» **Passage provided**:
When Rachel enters and tells them about the light, Edward detains her with a disquisition about the impossibility of the tower room being lighted while Judith scurries off and goes upstairs. After a while, Edward takes Rachel back to the terrace and shows her that the room is dark. He asserts that it was also dark when she looked at it earlier, and it has been dark for over a hundred years.

Longtime viewers will recognize this scene. In March 1968, Dark Shadows was set in 1796, and Barnabas had just become what he is again now, a vampire. Barnabas’ father, haughty overlord Joshua, confined him to the tower room while he tried to find a way to free his son of his curse. Barnabas’ mother Naomi saw lights in the tower room, as did his second cousin Millicent. When Naomi told Joshua about the lights, he pretended not to see them, and when Millicent told her husband Nathan she had seen the lights, he, for his own reasons, also pretended not to see them. Those pretenses led each woman to go to the room, resulting in madness for Millicent and suicide for Naomi. Quentin tells Rachel that the tower room has been closed since 1796 because “a woman killed herself” there; that is an explicit reference to Naomi.

Like Edward and Judith, Joshua and Naomi were played by Louis Edmonds and Joan Bennett. It is a sign of how much more dynamic the 1897 section is than the 1790s section that Judith is an active participant in whatever scheme is going on, not simply a helpless person who stumbles upon a terrible secret and promptly kills herself.

» **Provided material**:

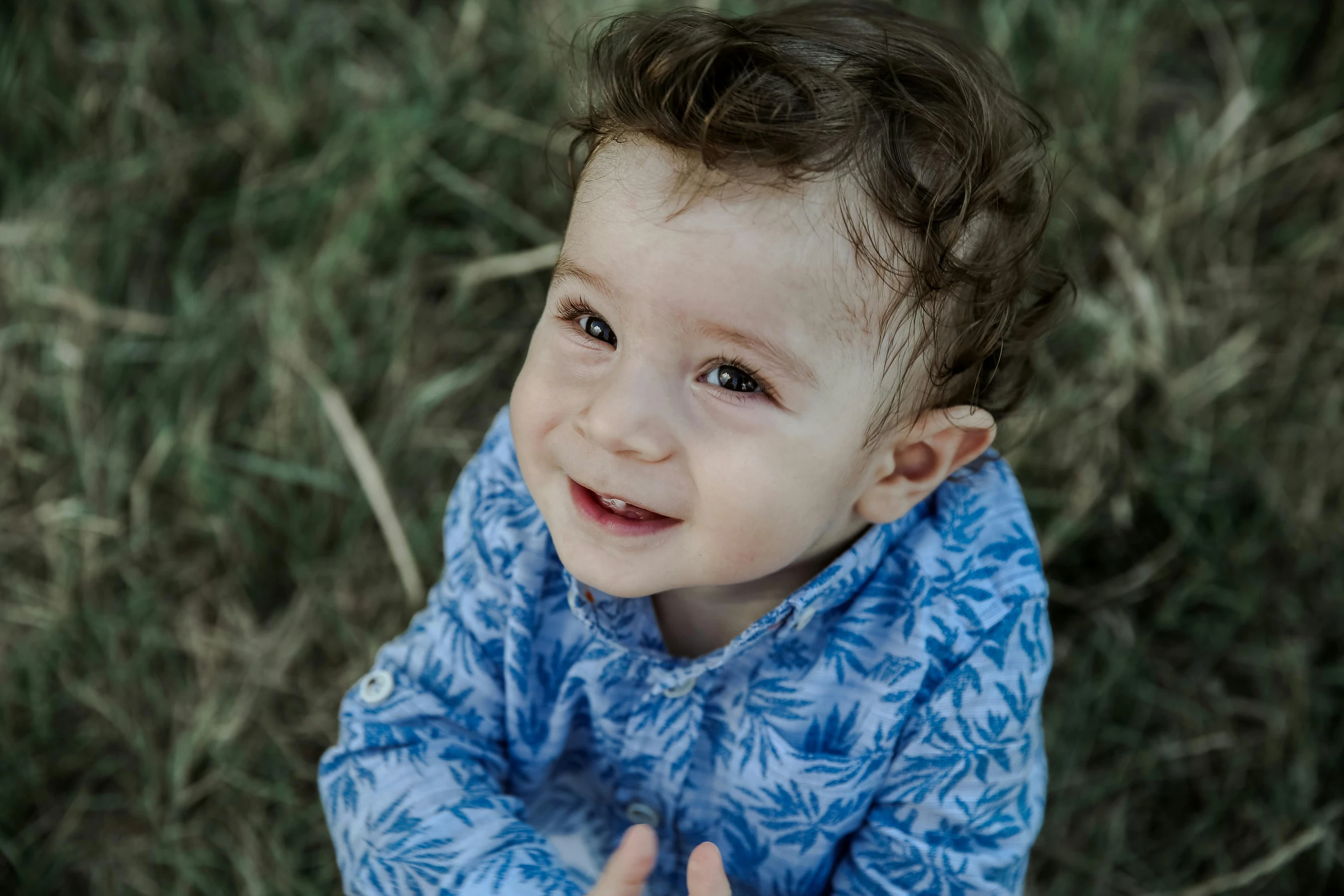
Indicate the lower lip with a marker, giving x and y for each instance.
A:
(588, 505)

» **What to do**:
1. Render this sentence from the Dark Shadows passage in French: "Like Edward and Judith, Joshua and Naomi were played by Louis Edmonds and Joan Bennett."
2. Go on with the Dark Shadows passage, picking up right after its final sentence.

» **Expected results**:
1. Comme Edward et Judith, Joshua et Naomi étaient interprétés par Louis Edmonds et Joan Bennett.

2.
Episode 705: Mrs Collins no longer exists

Three of the residents of the great house of Collinwood in the year 1897 are spinster Judith Collins, her brother, libertine Quentin Collins, and their grandmother, nonagenarian Edith Collins. At the opening of today’s episode, Judith walks in on Quentin strangling Edith in her bed. She tells him to stop it and leave the room. He complies, with a sulk. Edith shakes off her annoyance with Quentin, and she and Judith have a conversation about various matters.

One of Dark Shadows’ signature relationships is that between Bossy Big Sister and Bratty Little Brother. However serious the misconduct Bratty Little Brother commits in his disobedience to Bossy Big Sister, in the end she will cover it up and protect him from its consequences. Nothing at all will happen to Quentin as a result of his attempt on his grandmother’s life; Judith will just continue disapproving of him, as she has always done. Later in the episode, Quentin will remark to his recently arrived and quite mysterious distant cousin Barnabas Collins that Judith “gets carried away by delusions of authority. The fact is, she has no authority whatsoever.” Judith overhears this and objects to it, but Quentin’s presence in the house suffices to prove that her manner is not an expression of authority, but simply childlike role-playing.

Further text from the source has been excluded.